◆ WHAT TO DO
Check each statement against the regularization lesson: (a) data augmentation makes new training examples by transforming the existing dataset; (b) an underfit model does well on the training data but poorly on new data; (c) early stopping ends training once performance on the validation set begins to decline. Mark each one yes or no, and quote the lesson's exact words that decide it.

◆ READING PASSAGE
—————

Deep Learning Course — Lesson 9: Regularization Techniques

--

Overfitting and Underfitting in Neural Networks

Overfitting occurs when a neural network model learns the detail and noise in the training data to the extent that it negatively impacts the performance of the model on new data. This means that the noise or random fluctuations in the training data is picked up and learned as concepts by the model.

Underfitting, on the other hand, refers to a model that can neither model the training data nor generalize to new data. An underfit machine learning model is not a suitable model and will be obvious as it will have poor performance on the training data.

Regularization Techniques: L1, L2 Regularization, Dropout

Regularization methods introduce additional information (bias) to penalize extreme parameter weights.

  • L1 Regularization: Also known as Lasso Regression, adds “absolute value of magnitude” of the coefficient as a penalty term to the loss function.
  • L2 Regularization: Also known as Ridge Regression, adds “squared magnitude” of the coefficient as a penalty term to the loss function.
  • Dropout: This is a regularization method where during training, random subsets of the neurons’ outputs are set to zero within each update cycle. It is a very efficient way of performing model averaging with neural networks.

Additional Strategies: Data Augmentation, Early Stopping

  • Data Augmentation: Involves creating new training examples by applying various transformations on our existing dataset. Common transformations include rotations, translation, zooming, changing color schemes, etc.
  • Early Stopping: In this form of regularization, we make use of a validation set to evaluate the performance of our model during the training phase and stop training when the performance on the validation set starts getting worse. This helps in preventing the model from overfitting the training data.

These strategies and techniques help in improving the performance of the neural network models by preventing them from overfitting the training data and making them generalize better to unseen data.

--

--

—————

◆ DATA EXCERPT
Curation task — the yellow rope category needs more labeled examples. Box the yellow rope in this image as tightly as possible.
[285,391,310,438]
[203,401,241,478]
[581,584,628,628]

—————

◆ THE RESULT
(a) Yes: "Involves creating new training examples by applying various transformations on our existing dataset".
(b) No: "it will have poor performance on the training data".
(c) Yes: "stop training when the performance on the validation set starts getting worse".